— start of Passage given —
Angelo Salamanca Australian Cinema Ensemble |
2002, 15 mins, drama, 35mm Director: Angelo Salamanca Cast:John F. Howard, Georgia Van Cuylenburg, Michael Burkett, Drew Tingwell, Tamara Donnellan, Penelope Bartlau, Stuart Bowden. St. Kilda Film Festival; In The Realm Of The Senses; Fitzroy Shorts. |
Late one evening, whilst driving on a dark and quiet road, gruff father Blowfly and his beautiful young daughter Fly, appear to run down a creature, a Roach, which suddenly comes into view in the middle of the road. Whilst the dominating Blowfly checks for damage, or a body, he is strangely lured into a building, The Place, across the road by the very creature whom he appeared to run down.
— end of Passage given —
— start of Data provided —
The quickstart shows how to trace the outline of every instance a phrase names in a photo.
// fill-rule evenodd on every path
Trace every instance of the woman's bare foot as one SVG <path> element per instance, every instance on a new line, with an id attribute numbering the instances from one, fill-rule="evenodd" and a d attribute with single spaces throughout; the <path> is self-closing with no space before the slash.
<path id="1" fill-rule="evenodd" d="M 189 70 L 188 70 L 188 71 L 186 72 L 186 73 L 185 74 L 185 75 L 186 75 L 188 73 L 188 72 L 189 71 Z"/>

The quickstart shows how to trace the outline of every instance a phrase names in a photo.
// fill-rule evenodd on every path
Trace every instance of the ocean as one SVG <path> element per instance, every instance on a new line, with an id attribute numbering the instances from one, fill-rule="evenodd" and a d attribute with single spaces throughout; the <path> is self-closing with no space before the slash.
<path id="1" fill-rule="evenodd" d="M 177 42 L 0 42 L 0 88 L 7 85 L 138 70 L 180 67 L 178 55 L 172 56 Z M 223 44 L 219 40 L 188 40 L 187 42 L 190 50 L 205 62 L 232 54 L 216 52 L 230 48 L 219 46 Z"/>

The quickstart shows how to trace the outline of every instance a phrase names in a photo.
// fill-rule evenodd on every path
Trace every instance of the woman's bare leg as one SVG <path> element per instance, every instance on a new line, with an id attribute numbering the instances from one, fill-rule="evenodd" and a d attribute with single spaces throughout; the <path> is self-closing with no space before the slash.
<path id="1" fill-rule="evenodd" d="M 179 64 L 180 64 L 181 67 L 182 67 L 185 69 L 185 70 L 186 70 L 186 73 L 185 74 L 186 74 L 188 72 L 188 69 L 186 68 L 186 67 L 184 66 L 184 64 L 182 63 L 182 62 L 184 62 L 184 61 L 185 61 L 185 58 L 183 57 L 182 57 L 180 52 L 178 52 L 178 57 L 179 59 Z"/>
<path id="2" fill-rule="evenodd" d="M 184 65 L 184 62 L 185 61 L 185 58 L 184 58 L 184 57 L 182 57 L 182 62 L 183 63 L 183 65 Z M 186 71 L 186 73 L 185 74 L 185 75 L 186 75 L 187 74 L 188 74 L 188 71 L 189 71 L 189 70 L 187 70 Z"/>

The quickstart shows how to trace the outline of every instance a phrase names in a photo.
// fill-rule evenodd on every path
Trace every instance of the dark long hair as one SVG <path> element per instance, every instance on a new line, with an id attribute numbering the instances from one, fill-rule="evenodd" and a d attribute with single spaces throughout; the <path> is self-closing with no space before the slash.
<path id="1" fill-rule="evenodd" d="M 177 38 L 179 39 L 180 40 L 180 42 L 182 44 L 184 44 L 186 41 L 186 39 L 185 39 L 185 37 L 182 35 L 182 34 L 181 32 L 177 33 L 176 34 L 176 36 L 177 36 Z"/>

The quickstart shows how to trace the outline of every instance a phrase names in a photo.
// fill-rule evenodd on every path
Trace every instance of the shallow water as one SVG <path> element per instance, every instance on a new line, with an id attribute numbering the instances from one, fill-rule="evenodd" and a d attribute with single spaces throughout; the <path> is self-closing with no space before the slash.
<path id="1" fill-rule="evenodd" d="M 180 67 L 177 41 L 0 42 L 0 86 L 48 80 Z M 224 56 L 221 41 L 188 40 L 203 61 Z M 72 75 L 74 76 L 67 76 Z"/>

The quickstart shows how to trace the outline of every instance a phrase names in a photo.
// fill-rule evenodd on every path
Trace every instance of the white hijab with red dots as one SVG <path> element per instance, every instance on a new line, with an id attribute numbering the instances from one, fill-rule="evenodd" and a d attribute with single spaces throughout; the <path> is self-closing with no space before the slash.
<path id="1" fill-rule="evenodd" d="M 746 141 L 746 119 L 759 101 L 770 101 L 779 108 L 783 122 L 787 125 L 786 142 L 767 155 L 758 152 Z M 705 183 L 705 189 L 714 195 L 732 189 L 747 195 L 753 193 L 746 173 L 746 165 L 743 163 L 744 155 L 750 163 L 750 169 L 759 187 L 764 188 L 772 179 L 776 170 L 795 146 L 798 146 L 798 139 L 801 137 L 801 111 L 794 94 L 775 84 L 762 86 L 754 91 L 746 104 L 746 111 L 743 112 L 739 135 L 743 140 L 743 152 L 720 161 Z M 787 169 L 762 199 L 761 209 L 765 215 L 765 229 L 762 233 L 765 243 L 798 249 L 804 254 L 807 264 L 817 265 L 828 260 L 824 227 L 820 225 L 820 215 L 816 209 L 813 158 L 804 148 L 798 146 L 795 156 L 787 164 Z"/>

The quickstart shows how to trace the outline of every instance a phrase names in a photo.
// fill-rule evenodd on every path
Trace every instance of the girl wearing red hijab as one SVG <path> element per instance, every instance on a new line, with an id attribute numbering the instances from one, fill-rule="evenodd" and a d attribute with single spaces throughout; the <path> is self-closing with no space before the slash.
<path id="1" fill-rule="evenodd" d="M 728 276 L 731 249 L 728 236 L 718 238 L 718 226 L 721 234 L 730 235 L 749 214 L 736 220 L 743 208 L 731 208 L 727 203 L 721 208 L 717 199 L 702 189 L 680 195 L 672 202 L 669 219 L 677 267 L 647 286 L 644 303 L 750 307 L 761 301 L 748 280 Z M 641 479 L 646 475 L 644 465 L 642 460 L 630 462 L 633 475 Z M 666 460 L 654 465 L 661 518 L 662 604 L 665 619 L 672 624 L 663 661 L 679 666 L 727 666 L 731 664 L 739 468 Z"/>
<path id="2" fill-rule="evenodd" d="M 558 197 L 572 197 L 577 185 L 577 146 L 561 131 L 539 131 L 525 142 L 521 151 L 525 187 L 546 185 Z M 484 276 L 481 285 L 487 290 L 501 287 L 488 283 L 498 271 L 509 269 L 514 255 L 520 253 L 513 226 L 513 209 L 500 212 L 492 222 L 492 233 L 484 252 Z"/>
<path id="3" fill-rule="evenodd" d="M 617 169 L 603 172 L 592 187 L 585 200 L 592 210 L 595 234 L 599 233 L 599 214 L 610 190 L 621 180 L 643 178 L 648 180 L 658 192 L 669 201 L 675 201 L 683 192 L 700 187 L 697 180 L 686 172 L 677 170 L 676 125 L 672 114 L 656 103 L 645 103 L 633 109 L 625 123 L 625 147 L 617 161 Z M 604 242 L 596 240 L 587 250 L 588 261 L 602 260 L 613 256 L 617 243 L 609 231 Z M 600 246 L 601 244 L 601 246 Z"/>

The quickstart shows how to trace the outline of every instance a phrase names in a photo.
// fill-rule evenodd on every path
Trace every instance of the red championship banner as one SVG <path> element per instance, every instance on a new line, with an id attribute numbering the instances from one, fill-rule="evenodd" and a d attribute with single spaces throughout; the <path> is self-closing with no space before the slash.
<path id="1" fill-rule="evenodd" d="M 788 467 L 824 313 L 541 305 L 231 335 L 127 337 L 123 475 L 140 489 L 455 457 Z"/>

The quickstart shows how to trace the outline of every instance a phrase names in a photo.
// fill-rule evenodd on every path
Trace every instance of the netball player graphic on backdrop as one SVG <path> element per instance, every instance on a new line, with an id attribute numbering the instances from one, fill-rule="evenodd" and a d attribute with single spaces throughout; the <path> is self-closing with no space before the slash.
— end of Data provided —
## Tasks to complete
1) Rewrite the paragraph of the film listing that begins "Late one evening" in fewer words, keeping its main facts.
2) Put the records into a numbered list, starting with their first line and going on through the line with "189 70 L 188". Leave out blank lines.
The film text and the records were taken from unrelated sources.

## The results
1) Late one evening on a dark, quiet road, gruff father Blowfly and his beautiful young daughter Fly seem to run down a Roach that suddenly appears in the road. While Blowfly checks for damage or a body, that same creature strangely lures him into The Place, a building across the road.

2)
1. The quickstart shows how to trace the outline of every instance a phrase names in a photo.
2. // fill-rule evenodd on every path
3. Trace every instance of the woman's bare foot as one SVG <path> element per instance, every instance on a new line, with an id attribute numbering the instances from one, fill-rule="evenodd" and a d attribute with single spaces throughout; the <path> is self-closing with no space before the slash.
4. <path id="1" fill-rule="evenodd" d="M 189 70 L 188 70 L 188 71 L 186 72 L 186 73 L 185 74 L 185 75 L 186 75 L 188 73 L 188 72 L 189 71 Z"/>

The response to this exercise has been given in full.